> _Written instruction A_
List the tasks of sanitizing a system that the sanitizing text says the compact manifold device will accomplish.

Thus, it is an object of the present invention to provide a system that will facilitate the cleaning of beverage dispensing systems designed to be used with sysetms including collapsible mylar or plastic beverage containing bags. It is a further object of the invention to provide a compact manifold device that will accomplish all of the necessary tasks of sanitizing a system, including the initial consumption of remaining beverage, sanitizing with sanitizing fluid, flushing with water, and drying with compressed gas. It is a further object of the invention to provide a system that permits using disposable containers containing premeasured volumes of sanitizing fluid and thereby eliminating waste.
According to the present invention, a manifold is provided having special fittings designed to accept the fittings required for the callapsible bag type drink containers. The manifold is configured to permit attachment of a plurality of drink lines, all of which may communicate through a main manifold chamber with a common input port. The manifold also permits venting the commonly communicating chamber of the manifold to atmospheric pressure, either by a dedicated vent valve, or by venting one of the common valves, thereby facilitating discharge of the beverage from the lines before sanitizing. It is also a feature of the present invention, to provide the sanitizing fluid in suitably sized disposable containers similar to the collapsible bag and box drink containers. The sanitizing fluid containers may be premeasured, depending upon the total length of hoses, to be sanitized and the number of dispensing heads. Premeasurement eliminates waste of sanitizing fluid, and minimizes the time required to sanitize the system. Further, the bag and box sanitizing fluid containers are disposable, thereby enhancing the convenience of the system.
FIG. 1a shows a drink delivery system in schematic, including the fountain head, a series of bag and box type drink containers, and pumps and associated hoses.
FIG. 1b shows a sanitizing manifold attached to a fluid container and a water source.
FIG. 2 shows a perspective view of a manifold of the present invention designed to be used with the bag and box type drink dispensing system.
FIG. 3 shows a view in partial cross-section along the section line III--III of FIG. 2.

> _Written instruction B_
Write out the entries verbatim, starting at the beginning of the entries and stopping after the line that contains "[[563, 430], [280, 482]]". Leave out the pictures.

(Pointing and labeling entries)
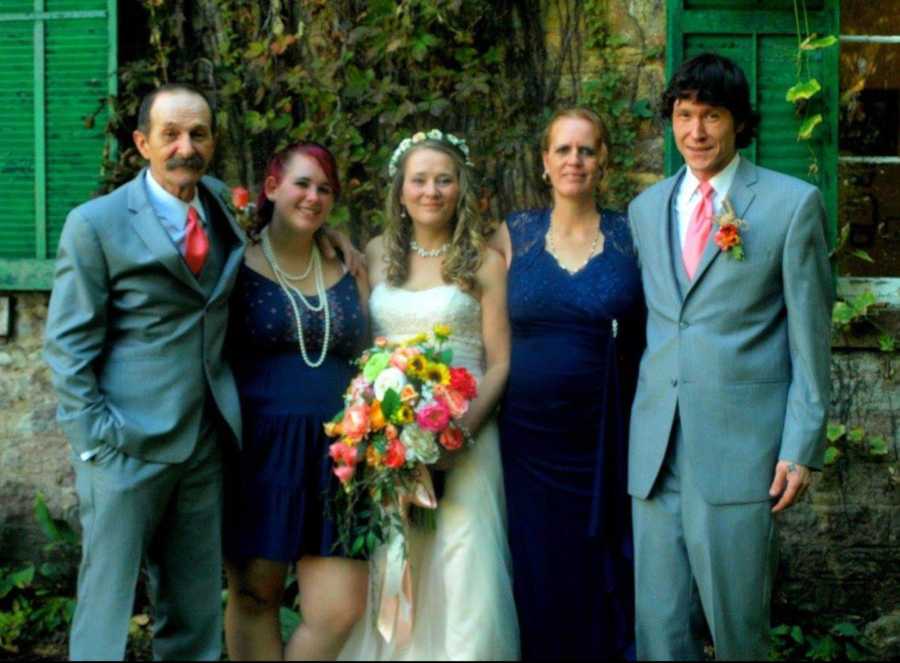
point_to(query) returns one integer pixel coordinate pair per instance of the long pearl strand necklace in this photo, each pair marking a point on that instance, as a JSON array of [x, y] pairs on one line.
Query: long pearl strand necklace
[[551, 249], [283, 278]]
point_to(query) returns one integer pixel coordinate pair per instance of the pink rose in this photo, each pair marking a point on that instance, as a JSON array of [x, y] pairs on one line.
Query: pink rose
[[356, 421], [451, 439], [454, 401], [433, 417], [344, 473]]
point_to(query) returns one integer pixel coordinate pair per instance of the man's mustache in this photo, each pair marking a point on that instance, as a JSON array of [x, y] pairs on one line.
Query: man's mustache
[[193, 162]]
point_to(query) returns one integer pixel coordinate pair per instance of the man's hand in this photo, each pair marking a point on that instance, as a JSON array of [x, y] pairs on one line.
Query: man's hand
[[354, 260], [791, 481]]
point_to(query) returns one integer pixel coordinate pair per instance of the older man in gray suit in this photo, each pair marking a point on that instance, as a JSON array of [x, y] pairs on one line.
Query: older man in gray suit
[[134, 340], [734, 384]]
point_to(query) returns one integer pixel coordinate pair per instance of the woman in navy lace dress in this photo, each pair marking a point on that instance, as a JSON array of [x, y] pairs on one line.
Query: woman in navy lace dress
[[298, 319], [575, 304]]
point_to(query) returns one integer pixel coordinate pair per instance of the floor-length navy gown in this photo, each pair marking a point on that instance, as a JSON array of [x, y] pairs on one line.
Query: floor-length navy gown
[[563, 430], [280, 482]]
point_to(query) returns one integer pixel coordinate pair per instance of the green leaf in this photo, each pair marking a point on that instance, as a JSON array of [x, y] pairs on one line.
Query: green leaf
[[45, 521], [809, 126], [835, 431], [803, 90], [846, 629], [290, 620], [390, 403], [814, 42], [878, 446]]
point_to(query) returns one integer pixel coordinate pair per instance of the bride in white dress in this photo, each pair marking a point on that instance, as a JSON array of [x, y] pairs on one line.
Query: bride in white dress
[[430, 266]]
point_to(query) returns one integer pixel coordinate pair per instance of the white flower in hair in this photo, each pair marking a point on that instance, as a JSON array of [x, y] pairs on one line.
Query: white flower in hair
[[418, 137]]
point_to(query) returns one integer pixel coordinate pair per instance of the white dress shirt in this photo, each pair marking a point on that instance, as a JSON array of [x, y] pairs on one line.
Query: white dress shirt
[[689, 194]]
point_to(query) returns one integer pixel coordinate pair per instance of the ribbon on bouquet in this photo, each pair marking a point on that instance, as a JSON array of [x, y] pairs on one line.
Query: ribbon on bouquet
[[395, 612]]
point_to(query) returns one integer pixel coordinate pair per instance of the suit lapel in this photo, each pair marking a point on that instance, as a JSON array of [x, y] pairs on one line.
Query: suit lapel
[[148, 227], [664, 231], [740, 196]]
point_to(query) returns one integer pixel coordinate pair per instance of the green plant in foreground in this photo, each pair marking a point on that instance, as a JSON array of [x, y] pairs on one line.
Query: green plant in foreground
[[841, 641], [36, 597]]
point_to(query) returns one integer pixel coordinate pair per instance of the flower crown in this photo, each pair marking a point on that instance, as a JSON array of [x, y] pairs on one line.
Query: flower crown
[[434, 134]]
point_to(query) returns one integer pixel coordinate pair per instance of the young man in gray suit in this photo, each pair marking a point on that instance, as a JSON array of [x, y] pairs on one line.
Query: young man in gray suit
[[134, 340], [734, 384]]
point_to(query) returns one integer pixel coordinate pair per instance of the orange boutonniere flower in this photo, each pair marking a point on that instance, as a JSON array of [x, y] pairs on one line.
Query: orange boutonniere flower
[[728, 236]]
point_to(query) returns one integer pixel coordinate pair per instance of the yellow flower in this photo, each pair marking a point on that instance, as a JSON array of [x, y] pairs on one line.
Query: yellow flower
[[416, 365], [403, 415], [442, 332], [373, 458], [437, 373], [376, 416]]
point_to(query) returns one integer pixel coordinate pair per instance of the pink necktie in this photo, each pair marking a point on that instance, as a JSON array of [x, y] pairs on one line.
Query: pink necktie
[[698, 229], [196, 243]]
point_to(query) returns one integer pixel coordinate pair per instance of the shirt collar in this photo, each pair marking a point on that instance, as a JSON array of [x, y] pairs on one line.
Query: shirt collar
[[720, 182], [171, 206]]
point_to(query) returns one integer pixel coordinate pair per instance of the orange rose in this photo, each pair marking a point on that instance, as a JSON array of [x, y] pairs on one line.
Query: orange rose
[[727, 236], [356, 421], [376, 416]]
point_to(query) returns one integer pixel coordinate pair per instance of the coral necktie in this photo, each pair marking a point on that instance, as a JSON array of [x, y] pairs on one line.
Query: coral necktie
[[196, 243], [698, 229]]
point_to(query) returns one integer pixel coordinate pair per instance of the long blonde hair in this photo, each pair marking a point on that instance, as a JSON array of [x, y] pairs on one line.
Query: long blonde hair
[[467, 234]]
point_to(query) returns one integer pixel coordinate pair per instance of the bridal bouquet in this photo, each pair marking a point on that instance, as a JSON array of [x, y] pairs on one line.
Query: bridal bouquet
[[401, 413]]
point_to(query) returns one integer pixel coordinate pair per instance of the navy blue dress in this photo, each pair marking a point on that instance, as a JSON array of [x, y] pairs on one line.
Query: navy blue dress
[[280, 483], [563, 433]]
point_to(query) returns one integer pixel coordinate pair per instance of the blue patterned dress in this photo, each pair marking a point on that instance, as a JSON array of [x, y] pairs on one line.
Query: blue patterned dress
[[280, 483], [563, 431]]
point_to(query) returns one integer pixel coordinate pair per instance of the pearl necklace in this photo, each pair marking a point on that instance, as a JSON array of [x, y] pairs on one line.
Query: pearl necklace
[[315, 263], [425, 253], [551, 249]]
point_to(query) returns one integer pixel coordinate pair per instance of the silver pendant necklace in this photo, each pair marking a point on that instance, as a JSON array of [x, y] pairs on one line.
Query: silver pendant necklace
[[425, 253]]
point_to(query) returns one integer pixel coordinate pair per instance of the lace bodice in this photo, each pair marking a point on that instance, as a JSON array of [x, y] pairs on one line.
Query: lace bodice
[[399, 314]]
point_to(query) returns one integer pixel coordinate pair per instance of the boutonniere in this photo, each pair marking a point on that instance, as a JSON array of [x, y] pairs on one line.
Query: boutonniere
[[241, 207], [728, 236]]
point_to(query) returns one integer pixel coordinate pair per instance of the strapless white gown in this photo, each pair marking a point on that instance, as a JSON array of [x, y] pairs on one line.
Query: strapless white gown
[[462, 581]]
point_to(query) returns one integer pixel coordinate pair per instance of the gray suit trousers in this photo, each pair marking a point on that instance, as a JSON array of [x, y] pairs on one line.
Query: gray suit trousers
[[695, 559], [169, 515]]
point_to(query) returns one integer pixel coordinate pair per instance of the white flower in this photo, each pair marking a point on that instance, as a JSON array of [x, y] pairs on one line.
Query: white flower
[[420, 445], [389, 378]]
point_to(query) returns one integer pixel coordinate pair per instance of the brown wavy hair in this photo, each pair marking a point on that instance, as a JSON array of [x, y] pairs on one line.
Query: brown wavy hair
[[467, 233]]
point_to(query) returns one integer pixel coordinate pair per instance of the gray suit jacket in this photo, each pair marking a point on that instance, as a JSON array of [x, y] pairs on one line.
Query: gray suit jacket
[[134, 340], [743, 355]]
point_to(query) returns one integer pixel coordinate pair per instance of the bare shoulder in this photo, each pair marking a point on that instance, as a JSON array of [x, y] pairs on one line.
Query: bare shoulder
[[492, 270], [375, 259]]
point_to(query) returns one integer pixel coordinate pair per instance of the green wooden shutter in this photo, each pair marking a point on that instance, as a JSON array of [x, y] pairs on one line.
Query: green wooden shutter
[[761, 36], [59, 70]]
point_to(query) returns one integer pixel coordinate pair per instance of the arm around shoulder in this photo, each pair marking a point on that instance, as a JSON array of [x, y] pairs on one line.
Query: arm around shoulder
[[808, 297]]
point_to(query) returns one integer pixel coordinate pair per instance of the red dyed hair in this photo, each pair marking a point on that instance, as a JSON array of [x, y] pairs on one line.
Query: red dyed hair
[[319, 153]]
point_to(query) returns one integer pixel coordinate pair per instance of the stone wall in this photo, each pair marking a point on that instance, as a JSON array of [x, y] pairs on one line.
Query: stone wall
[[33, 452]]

> _Exercise output A_
- initial consumption of remaining beverage
- sanitizing with sanitizing fluid
- flushing with water
- drying with compressed gas

> _Exercise output B_
point_to(query) returns one integer pixel coordinate pair per instance of the long pearl strand necklace in this photo, each pair marking a point on that instance, as a JSON array of [x, y] pairs on one line.
Query: long pearl strand necklace
[[551, 249], [283, 278]]
point_to(query) returns one integer pixel coordinate pair per instance of the pink rose in this photo, each pair marking a point on that instance, as a JSON array of [x, y] pairs on one line.
Query: pink rose
[[356, 421], [451, 439], [454, 401], [433, 417], [344, 473]]
point_to(query) returns one integer pixel coordinate pair per instance of the man's mustache in this photo, each pair marking a point on that instance, as a JSON array of [x, y] pairs on one line.
Query: man's mustache
[[193, 162]]
point_to(query) returns one integer pixel coordinate pair per instance of the man's hand in this photo, each pair marking a point on that instance, as a JSON array of [x, y] pairs on one line.
Query: man's hand
[[354, 260], [791, 481]]
point_to(query) returns one integer pixel coordinate pair per instance of the older man in gray suit in this photo, each pair marking a point on that instance, as a JSON array of [x, y] pairs on one line.
Query: older man in gray suit
[[134, 340], [734, 384]]
point_to(query) returns one integer pixel coordinate pair per instance of the woman in navy lace dress in this photo, each pair marking a point on that instance, as a JSON array of [x, y] pairs on one line.
Query: woman in navy lace dress
[[298, 319], [575, 304]]
point_to(query) returns one integer pixel coordinate pair per instance of the floor-length navy gown in this photo, each pair marking a point on that instance, as a JSON array of [x, y] pairs on one line.
Query: floor-length navy gown
[[563, 430], [280, 482]]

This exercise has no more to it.